_What to work on:_ Where the data below has the string "water", return the whole line.

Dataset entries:
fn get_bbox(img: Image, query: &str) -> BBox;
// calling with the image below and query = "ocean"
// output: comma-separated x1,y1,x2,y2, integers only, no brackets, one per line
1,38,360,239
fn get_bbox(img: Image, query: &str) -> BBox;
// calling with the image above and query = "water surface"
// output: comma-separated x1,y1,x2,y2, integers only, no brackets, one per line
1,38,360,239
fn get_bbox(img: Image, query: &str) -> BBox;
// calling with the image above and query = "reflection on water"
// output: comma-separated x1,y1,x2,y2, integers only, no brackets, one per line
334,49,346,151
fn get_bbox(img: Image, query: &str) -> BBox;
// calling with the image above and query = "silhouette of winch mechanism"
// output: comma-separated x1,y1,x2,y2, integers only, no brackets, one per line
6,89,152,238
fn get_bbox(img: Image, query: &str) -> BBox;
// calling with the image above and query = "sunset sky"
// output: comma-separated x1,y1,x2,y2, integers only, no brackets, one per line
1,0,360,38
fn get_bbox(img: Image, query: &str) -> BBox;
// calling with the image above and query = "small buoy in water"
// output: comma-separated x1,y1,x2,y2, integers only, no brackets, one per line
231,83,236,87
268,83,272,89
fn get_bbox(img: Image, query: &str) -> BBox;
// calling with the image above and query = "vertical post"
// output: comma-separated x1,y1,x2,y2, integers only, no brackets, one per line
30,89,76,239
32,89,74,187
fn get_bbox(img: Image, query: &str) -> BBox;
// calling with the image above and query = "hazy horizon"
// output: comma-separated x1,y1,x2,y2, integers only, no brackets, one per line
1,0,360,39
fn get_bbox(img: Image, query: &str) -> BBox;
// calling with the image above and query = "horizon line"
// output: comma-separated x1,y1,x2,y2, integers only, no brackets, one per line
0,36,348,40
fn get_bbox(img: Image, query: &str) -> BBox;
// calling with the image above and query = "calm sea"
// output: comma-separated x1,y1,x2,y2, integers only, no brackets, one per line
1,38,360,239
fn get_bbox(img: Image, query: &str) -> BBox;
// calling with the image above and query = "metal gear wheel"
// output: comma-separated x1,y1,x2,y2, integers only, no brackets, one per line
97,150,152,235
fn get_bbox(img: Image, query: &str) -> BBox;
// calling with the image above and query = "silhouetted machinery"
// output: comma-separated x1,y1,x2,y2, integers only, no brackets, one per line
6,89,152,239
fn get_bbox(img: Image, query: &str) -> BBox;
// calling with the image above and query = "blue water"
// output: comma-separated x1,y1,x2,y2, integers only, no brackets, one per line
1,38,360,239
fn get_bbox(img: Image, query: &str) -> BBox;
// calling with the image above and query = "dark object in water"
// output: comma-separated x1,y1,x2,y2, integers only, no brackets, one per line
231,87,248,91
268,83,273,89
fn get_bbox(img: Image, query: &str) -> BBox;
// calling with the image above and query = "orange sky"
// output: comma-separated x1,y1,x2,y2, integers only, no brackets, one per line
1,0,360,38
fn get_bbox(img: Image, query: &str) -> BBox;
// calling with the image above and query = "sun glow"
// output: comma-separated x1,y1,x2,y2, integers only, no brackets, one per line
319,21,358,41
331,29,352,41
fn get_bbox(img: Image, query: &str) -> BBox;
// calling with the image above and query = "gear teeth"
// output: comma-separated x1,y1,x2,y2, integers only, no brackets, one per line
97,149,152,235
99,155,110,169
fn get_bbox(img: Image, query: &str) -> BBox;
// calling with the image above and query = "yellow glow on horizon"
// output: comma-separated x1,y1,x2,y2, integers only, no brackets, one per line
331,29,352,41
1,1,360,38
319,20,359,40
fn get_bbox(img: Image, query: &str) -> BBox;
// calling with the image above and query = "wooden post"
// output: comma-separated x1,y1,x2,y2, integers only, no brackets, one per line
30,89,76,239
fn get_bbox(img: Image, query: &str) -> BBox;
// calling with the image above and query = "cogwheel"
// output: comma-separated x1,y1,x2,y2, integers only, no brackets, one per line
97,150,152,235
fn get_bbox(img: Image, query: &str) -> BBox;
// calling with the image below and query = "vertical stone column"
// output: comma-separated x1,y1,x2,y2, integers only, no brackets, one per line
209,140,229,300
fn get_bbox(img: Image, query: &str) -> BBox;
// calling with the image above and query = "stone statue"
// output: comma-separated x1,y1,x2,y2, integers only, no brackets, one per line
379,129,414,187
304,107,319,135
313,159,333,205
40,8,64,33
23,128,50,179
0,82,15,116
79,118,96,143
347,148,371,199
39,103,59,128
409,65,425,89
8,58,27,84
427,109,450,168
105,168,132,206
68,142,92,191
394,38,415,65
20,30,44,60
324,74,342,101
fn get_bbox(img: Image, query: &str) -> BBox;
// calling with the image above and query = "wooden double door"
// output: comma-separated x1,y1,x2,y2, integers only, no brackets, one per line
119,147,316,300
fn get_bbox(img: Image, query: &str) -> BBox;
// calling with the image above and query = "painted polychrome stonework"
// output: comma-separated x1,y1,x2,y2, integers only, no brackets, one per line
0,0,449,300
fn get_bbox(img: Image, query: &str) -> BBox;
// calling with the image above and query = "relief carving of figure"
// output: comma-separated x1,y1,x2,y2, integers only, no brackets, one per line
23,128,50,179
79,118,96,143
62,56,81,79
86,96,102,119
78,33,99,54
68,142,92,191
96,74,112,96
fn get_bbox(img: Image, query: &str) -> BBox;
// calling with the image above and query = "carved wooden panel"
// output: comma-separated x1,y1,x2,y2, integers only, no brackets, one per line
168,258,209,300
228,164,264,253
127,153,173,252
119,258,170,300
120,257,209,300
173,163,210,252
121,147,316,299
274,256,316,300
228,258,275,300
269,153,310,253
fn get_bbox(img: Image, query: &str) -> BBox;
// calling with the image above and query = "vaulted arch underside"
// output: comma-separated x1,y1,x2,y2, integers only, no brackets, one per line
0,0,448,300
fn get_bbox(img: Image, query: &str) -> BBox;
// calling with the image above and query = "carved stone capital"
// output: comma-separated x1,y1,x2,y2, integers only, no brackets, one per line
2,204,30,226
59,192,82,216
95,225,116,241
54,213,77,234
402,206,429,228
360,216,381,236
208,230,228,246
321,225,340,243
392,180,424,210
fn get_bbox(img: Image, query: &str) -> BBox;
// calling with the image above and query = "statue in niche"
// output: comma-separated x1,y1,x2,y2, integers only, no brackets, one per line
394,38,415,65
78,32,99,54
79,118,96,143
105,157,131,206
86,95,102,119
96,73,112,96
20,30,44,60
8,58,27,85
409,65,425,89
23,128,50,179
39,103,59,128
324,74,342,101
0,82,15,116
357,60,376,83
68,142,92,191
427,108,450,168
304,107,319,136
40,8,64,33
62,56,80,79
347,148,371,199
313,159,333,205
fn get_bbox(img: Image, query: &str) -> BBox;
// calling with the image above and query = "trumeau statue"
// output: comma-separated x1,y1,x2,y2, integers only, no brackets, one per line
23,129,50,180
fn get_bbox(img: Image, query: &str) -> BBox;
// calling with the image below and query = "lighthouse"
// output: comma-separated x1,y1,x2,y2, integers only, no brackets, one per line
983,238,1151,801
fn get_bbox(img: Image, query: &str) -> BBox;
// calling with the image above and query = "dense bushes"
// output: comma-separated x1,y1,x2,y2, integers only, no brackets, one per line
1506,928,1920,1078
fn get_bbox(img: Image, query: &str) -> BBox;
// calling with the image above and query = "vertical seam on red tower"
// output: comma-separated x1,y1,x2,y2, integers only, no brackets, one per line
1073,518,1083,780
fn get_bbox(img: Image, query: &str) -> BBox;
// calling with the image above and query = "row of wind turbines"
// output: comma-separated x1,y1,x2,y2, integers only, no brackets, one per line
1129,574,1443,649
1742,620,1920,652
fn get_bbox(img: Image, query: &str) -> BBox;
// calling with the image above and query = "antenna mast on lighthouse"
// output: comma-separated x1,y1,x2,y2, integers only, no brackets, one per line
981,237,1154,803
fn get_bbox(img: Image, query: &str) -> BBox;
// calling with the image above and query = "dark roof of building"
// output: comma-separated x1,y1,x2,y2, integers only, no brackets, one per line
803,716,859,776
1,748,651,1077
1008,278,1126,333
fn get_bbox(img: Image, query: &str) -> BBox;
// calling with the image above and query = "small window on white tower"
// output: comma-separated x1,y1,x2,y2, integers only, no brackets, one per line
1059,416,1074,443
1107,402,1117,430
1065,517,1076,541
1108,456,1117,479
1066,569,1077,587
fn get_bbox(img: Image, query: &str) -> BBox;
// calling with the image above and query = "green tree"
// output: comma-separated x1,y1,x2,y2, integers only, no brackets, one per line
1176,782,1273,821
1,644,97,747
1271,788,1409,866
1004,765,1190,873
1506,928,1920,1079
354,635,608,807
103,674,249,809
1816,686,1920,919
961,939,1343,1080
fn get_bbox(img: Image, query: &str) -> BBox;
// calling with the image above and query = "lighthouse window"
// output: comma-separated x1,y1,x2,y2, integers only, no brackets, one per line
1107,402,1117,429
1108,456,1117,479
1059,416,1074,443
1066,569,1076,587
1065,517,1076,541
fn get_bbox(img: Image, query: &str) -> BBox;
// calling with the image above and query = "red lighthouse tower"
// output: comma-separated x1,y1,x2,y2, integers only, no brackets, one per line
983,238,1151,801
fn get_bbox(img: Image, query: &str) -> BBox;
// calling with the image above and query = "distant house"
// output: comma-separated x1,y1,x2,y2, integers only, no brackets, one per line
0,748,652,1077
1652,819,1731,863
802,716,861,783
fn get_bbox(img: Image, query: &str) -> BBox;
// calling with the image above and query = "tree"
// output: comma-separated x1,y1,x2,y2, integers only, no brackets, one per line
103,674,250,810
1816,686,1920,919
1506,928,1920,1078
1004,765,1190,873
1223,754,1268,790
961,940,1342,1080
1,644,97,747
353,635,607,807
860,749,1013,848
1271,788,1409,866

_Response:_
// calling with the image above and query = "water surface"
// calling with the image above and query = "reflection on water"
// calling with the image above and query = "small buoy in water"
// calling with the image above and query = "blue water"
// calling with the image above and query = "dark object in water"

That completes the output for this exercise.